◆ Extract ◆
___
We had just arrived at my friend's house, and I announced myself through saying, "I'm home." My friend's dad said, "Welcome back...I guess." While no one thought much of it, his utterance resonated with me. It proves to be more true every-time I come back for a break.
I can call Los Angeles home, but in reality for the last 3 years Geneva, NY has been my residence.
When I talk about school, I'm constantly smiling. I am well too aware of the rose colored glasses I wear when sharing my anecdotes. But, the truth is that whether I genuinely like HWS or I've made the best of my situation, in less than a year I'll be on the steps of Coxe Hall grabbing the diploma that equated to 4 years of hard sacrifices.
I've recently worked out something harder than moving away from home. Moving away from the person you used to be. I used to think that I really knew myself. However, we are always in the process of becoming. And I have become a version of myself that is hyper focused, sharp, and also sometimes erratic. One of my strengths is how I can go from 0 to 100 in .5 seconds. It can also be my greatest weakness. I can get passionate about something so quickly. Yet, I can also jump off ship before we even hit the ice berg. It's been my time at HWS that has helped me realize this fury that is double sided.
In talking with a close friend, I know that I have a lot of potential to do amazing things in life. And I also have the potential to crash and burn if I'm not ready.
So here's to a summer where No Chill Will gets some chill. Because, we all have to grow up eventually.
April has arrived, and not only is the world blessed knowing that my birthday is approaching, but it's also formal szn here at HWS. Spring was supposed to spring, and it did for a day, for like an hour. Regardless, we're still rallying regardless of the risk of frost bite. Silly bands may have gone out of style but #YOLO lives on!
This spring, I have had the fortune of finding my way into an amazing friend group that I can declare as squad goals. From my fellow juniors, to the seniors suffering from the scaries, and even the sophomores and first years whose names I'm learning, this spring has been such an engaging one. I've not only come back to make new friends, but most importantly I strengthened some. Being able to know that I'm only a text away from finding a friend is a sentiment that I missed for almost 3 years since I got to college. Thanks to all my friends this spring, I feel like Hobart is closer to being called home.
Anyways, let me get back to the juice of this piece. The hype for all things formal season. You already know all the Insta captions from, "Formalaties aside" to "A little formal never killed nobody." While these captions are tired, and we have all see the sorority squad to death, I'm here to say DEAL WITH IT! J.K. C'mon people, step it up!
___
◆ Exercise tasks ◆
A) Answer these questions about the post:
(i) For how many years has Geneva, NY been the writer's residence?
(ii) Where does the writer expect to be when grabbing the diploma?
(iii) According to the writer, what season is it at HWS now that April has arrived?
B) Write out the part of the post from "We had just" to "been my residence.", keeping every word unchanged.
Rely on the post alone.

◆ Data entries ◆
___
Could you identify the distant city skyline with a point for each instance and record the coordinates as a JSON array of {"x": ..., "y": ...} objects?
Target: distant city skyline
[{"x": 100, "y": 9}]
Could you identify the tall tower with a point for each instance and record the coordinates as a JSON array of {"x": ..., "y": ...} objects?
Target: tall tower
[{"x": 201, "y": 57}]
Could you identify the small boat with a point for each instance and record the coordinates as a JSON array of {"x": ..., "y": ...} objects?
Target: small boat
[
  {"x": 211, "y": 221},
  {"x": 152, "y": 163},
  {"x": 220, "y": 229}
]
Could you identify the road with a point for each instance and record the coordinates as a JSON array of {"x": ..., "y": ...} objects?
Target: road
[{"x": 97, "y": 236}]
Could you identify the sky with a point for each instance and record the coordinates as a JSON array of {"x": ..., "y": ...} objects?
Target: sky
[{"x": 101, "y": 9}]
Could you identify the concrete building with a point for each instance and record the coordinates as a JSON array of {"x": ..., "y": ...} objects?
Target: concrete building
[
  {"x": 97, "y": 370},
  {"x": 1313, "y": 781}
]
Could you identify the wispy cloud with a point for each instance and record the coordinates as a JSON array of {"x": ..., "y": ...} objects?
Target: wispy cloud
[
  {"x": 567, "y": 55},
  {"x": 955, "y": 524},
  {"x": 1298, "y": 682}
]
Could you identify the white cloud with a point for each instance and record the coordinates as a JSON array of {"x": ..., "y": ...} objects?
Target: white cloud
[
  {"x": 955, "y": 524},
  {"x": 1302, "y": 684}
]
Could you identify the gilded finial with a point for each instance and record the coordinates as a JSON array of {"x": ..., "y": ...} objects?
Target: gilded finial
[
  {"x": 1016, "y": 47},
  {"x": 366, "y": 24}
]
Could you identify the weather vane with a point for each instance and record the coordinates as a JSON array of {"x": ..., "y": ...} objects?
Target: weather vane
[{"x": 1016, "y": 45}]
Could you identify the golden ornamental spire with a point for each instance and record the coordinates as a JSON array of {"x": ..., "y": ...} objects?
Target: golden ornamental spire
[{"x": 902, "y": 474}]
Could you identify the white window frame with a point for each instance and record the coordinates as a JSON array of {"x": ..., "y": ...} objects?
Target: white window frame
___
◆ Solution list ◆
A)
(i) 3 years
(ii) On the steps of Coxe Hall
(iii) Formal season

B)
We had just arrived at my friend's house, and I announced myself through saying, "I'm home." My friend's dad said, "Welcome back...I guess." While no one thought much of it, his utterance resonated with me. It proves to be more true every-time I come back for a break.
I can call Los Angeles home, but in reality for the last 3 years Geneva, NY has been my residence.